REQUEST: Count the lines in the data below that contain the word "bottle", and give only that number.

Location identification entries:
%%

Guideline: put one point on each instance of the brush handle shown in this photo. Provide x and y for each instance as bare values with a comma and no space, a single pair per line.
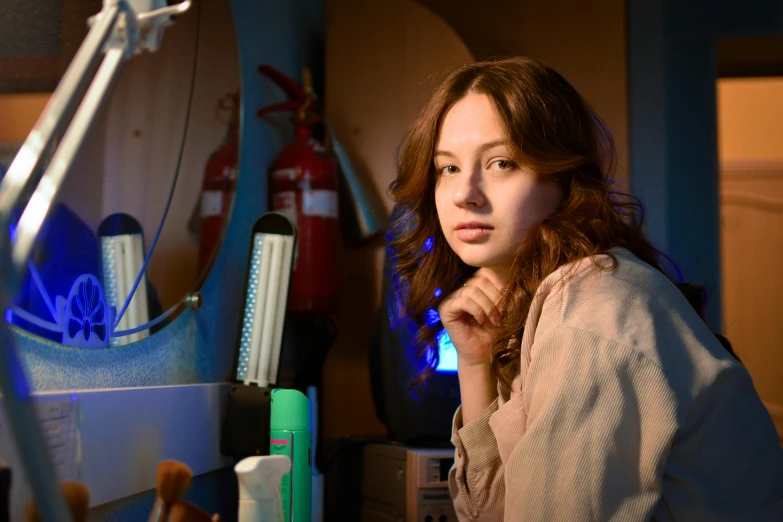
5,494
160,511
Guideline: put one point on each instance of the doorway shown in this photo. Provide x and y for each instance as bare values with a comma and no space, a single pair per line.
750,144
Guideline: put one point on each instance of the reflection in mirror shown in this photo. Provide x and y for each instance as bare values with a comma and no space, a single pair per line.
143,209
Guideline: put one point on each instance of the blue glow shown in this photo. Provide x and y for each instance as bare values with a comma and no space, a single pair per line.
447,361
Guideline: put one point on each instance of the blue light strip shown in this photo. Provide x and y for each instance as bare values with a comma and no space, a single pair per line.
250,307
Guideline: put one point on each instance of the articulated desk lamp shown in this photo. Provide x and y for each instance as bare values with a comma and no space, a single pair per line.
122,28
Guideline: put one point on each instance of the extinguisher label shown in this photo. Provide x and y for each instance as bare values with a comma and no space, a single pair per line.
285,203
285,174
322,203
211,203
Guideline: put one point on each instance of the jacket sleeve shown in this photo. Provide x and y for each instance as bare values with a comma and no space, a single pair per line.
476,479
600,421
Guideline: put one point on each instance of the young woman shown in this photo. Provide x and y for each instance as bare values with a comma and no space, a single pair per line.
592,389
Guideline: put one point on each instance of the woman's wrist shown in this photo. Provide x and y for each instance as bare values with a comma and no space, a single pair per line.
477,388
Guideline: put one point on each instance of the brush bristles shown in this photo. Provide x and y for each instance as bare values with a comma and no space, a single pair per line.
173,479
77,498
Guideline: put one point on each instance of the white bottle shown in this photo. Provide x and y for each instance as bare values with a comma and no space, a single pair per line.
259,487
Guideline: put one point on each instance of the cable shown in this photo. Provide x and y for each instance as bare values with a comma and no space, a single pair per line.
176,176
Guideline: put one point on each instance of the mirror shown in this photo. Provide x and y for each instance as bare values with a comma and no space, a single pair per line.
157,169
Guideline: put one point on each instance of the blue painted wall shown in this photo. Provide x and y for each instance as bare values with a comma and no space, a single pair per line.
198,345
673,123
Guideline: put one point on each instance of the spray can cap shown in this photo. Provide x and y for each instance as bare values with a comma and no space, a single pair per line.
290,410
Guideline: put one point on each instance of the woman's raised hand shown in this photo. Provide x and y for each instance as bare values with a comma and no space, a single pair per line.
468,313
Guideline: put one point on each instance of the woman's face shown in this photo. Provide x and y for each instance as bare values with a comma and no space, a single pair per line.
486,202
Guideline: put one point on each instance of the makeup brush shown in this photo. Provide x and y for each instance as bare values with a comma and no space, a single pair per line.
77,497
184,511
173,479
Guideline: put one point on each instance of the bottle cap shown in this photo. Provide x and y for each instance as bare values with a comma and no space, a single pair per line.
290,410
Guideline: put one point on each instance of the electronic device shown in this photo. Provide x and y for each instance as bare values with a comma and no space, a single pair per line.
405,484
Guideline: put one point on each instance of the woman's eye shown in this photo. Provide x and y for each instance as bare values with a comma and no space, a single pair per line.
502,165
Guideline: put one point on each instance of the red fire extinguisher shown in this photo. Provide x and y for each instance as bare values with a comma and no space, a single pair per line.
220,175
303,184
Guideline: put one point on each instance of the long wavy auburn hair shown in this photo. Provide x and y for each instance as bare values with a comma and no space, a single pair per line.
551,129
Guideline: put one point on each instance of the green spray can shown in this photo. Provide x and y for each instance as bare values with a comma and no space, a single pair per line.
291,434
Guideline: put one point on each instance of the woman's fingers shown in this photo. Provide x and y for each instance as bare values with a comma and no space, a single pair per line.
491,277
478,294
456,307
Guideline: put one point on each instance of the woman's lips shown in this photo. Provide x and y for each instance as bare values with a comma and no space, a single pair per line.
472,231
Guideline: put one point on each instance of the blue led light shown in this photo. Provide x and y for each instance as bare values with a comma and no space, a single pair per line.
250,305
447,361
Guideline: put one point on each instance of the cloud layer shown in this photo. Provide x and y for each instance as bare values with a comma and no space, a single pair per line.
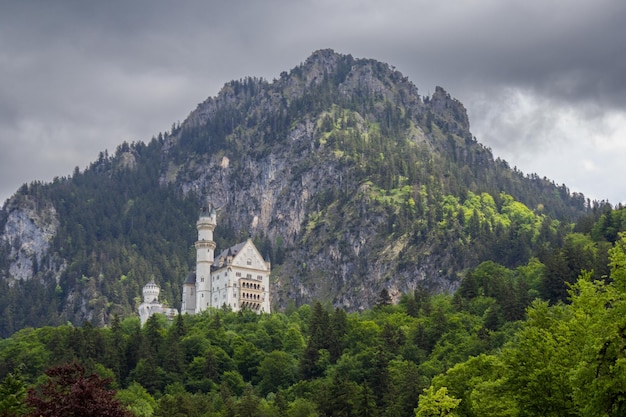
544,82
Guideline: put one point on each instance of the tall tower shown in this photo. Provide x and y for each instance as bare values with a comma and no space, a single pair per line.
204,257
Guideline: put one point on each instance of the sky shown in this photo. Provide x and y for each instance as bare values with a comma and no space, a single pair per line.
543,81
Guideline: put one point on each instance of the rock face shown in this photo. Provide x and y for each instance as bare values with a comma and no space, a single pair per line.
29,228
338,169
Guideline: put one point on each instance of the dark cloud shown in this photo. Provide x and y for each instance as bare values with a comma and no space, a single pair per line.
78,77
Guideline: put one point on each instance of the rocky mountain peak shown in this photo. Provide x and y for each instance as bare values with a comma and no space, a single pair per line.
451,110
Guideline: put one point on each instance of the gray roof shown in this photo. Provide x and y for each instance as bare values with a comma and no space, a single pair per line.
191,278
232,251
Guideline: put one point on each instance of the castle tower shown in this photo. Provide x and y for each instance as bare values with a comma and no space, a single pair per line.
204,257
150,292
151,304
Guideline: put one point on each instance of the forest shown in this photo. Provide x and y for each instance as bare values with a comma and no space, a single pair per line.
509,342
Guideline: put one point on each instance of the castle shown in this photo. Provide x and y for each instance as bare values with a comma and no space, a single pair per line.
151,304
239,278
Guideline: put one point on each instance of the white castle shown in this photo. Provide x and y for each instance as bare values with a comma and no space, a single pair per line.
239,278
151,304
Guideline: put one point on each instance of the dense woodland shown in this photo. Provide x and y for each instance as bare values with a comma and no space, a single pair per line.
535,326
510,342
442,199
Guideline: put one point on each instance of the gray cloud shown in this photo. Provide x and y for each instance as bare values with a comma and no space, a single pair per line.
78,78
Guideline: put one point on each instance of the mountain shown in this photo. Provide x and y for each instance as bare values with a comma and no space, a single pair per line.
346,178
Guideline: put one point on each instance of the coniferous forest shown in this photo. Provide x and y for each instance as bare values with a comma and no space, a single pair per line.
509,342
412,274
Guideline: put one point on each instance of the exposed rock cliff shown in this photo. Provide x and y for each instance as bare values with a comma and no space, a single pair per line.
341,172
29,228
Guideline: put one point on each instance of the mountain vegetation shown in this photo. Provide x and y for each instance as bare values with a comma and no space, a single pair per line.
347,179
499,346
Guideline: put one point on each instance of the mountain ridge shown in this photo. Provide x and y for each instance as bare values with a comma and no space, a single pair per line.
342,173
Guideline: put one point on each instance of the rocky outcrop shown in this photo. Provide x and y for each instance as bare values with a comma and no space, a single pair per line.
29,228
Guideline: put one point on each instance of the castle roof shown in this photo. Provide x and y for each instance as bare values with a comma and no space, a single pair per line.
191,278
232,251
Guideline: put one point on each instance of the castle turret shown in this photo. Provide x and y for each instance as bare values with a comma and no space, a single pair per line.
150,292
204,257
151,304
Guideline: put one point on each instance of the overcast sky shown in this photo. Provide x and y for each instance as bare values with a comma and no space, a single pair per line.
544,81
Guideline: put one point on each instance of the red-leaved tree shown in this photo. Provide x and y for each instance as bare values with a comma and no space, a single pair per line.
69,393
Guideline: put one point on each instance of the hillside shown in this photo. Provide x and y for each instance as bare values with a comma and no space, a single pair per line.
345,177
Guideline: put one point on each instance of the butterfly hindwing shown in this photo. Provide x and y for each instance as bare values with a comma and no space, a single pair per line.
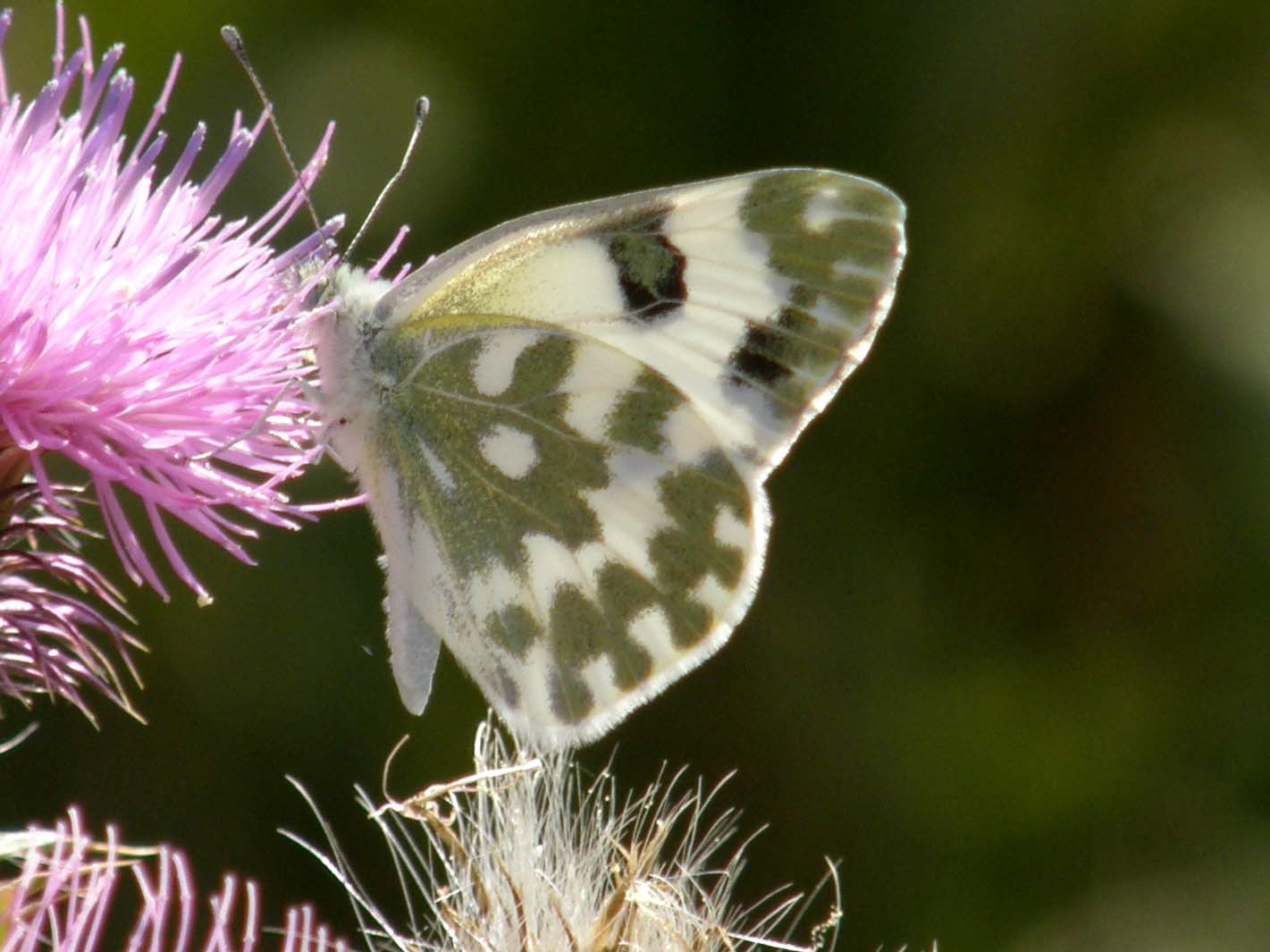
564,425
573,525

%%
%%

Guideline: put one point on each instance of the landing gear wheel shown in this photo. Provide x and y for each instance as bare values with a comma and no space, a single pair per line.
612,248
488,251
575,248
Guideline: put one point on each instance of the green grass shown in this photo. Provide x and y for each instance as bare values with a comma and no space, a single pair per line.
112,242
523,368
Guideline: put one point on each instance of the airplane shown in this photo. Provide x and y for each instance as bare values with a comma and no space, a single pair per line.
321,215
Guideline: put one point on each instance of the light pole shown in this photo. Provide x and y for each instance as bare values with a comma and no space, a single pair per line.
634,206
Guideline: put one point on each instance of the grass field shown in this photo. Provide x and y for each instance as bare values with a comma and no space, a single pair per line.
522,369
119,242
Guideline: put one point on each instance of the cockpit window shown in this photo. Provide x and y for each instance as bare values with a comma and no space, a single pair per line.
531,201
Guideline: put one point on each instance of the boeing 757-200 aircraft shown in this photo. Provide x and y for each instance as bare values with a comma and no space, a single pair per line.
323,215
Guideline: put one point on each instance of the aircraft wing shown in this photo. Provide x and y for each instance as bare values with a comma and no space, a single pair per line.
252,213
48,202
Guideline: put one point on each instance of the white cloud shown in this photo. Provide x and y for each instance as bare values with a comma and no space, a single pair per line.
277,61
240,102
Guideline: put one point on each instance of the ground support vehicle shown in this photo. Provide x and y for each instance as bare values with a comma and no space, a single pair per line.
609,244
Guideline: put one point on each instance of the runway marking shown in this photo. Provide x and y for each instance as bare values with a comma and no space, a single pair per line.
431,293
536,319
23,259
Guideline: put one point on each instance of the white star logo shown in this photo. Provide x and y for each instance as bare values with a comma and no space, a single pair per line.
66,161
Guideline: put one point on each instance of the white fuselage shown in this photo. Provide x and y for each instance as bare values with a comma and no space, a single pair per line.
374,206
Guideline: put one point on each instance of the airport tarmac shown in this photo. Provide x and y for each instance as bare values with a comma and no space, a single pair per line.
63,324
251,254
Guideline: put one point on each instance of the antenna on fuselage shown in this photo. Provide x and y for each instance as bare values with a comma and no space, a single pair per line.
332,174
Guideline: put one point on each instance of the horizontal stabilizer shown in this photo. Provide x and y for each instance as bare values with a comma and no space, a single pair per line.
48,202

%%

ANSWER TO THE PROBLEM: 2